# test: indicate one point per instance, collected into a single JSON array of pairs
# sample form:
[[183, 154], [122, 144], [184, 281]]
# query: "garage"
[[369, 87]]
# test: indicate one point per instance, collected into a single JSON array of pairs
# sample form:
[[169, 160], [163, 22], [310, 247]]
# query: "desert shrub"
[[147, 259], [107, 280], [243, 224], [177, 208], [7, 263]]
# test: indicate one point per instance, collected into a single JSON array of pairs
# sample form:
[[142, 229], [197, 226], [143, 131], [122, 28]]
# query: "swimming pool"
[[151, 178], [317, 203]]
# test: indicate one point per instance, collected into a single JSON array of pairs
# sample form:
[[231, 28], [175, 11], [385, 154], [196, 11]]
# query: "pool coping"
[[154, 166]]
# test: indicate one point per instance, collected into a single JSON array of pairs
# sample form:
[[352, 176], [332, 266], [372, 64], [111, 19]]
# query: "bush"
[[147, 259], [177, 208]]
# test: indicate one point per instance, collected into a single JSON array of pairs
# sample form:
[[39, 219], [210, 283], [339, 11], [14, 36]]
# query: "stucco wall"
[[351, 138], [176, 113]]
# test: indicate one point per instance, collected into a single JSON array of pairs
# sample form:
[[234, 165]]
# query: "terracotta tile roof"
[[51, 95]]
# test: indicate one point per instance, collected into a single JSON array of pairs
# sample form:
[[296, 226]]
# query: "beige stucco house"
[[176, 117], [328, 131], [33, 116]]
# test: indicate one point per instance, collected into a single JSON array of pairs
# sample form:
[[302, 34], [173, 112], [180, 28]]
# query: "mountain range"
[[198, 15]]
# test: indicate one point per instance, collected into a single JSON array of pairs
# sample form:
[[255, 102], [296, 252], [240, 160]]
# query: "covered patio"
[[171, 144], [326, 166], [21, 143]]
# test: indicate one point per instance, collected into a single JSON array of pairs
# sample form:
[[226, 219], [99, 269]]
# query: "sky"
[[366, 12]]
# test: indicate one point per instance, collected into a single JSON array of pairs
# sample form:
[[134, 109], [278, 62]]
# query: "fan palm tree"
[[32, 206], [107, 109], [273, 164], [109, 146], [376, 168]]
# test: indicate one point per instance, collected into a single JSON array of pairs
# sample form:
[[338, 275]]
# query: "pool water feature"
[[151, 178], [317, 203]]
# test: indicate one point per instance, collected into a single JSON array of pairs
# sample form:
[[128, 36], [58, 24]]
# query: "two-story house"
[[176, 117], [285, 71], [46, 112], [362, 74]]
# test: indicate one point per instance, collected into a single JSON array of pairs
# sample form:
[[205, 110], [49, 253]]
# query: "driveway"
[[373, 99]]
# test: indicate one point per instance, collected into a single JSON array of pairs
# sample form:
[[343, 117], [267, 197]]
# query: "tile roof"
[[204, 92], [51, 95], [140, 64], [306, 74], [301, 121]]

+ + +

What you will do:
Reproduce each entry above character for character.

Expected answer:
# test: indicate one point per instance, collected into a single JSON array of pairs
# sample form:
[[183, 154], [122, 144], [184, 281]]
# query: "garage"
[[369, 87]]
# test: indicate one point per instance, collected into a single JSON array of pairs
# sample form:
[[169, 160], [163, 22], [310, 247]]
# query: "desert shrub"
[[147, 259], [107, 280], [243, 224], [177, 208], [7, 263]]
# test: indicate one point per instance, collected into a single JSON array of pairs
# sample form:
[[142, 229], [197, 226], [143, 131], [122, 28]]
# query: "swimming pool"
[[151, 178], [317, 203]]
# test: indicate one point per instance, collected into a single JSON array of pairs
# sample form:
[[231, 28], [175, 11], [385, 154], [196, 11]]
# query: "pool coping"
[[154, 166]]
# test: indicate one point per instance, collected into a single JSON array of pairs
# sample form:
[[352, 176], [332, 266], [372, 64], [111, 19]]
# query: "bush"
[[147, 259], [177, 208]]
# test: indicate one point per instance, collected into a single JSON array of pairs
# sample form:
[[39, 219], [210, 283], [339, 11], [14, 36]]
# query: "stucco wall"
[[351, 138], [176, 113]]
# test: indicate one point per instance, collected into a single JSON array of pairs
# sample form:
[[234, 165]]
# query: "terracotta tile roof"
[[51, 95]]
# test: indicate one point per instance, collected into a single JSON array of pairs
# sample form:
[[296, 226]]
# query: "beige stucco house"
[[176, 117], [328, 131], [33, 116]]
# test: indicate one point per instance, collected into a single JSON array of pairs
# sample form:
[[302, 34], [173, 112], [180, 28]]
# query: "mountain range"
[[198, 15]]
# test: indicate one point per instance, collected into a single JSON array of pairs
# sample form:
[[255, 102], [296, 252], [240, 160]]
# query: "covered patio"
[[171, 144], [326, 166], [21, 143]]
# test: indicate one point per instance, collected into a single JSON array of pairs
# sample form:
[[226, 219], [99, 269]]
# query: "sky"
[[366, 12]]
# test: indicate one point per instance, collected into a single JSON array of pairs
# sample form:
[[134, 109], [278, 62]]
# query: "fan palm tree"
[[32, 206], [107, 109], [273, 164], [109, 146], [376, 168]]
# test: indicate one point per instance, collected into a single JSON array of pairs
# sample form:
[[338, 275]]
# query: "pool water feature"
[[151, 178], [317, 203]]
# test: indicate one point per instance, collected into a single JSON array of pairs
# sample form:
[[128, 36], [58, 24]]
# query: "two-story house"
[[176, 117], [285, 71], [46, 112], [362, 74]]
# test: indicate one point per instance, collected into a single JSON array of pairs
# sample form:
[[205, 110], [49, 253]]
# query: "driveway"
[[373, 99]]
# test: indicate one point per instance, collected into a single JSON array of pairs
# sample form:
[[343, 117], [267, 197]]
# query: "tile roof"
[[204, 92], [51, 95], [140, 64], [306, 74], [301, 121]]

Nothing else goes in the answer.